• _Written instruction_: Write out exactly the lines from the one containing "form: [176, 9]." through the last line of the records below, including both.

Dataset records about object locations
== == ==

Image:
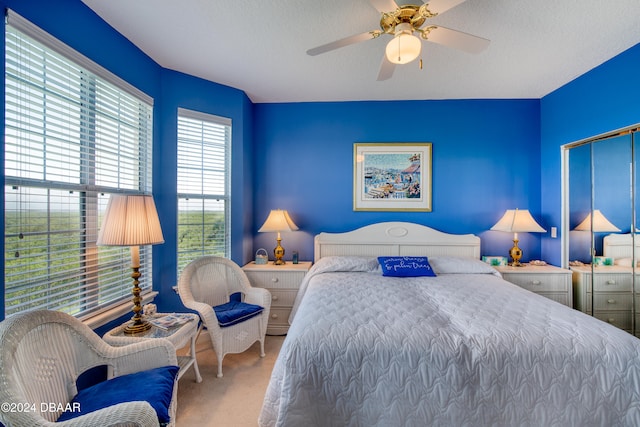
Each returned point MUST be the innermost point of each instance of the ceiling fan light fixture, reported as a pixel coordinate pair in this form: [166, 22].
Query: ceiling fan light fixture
[404, 48]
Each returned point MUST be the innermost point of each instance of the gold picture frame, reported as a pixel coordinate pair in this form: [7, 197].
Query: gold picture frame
[392, 176]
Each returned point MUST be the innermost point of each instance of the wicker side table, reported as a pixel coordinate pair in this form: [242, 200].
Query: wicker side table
[178, 335]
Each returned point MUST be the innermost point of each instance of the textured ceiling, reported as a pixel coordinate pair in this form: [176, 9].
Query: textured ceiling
[260, 46]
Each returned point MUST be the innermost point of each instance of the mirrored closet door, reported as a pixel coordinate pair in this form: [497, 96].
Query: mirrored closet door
[599, 226]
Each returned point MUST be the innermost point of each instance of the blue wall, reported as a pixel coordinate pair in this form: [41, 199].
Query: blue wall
[485, 160]
[75, 24]
[602, 100]
[488, 155]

== == ==

• _Answer below_:
Each returned point MUST be the innermost point of each instance of the textured ceiling, reported as a pixel coordinate pair in this form: [176, 9].
Query: textured ceiling
[260, 46]
Each returned point MUST be the innermost point of each instance of the mirrored closet door, reported as a pixel coordinate pair in this form: [497, 96].
Query: mirrored closet door
[599, 226]
Each returned point MUST be the innermost point of each instance of the blue wall, reported as a pixel coordinate pair in this form: [41, 199].
Query: blue wall
[485, 160]
[75, 24]
[602, 100]
[488, 155]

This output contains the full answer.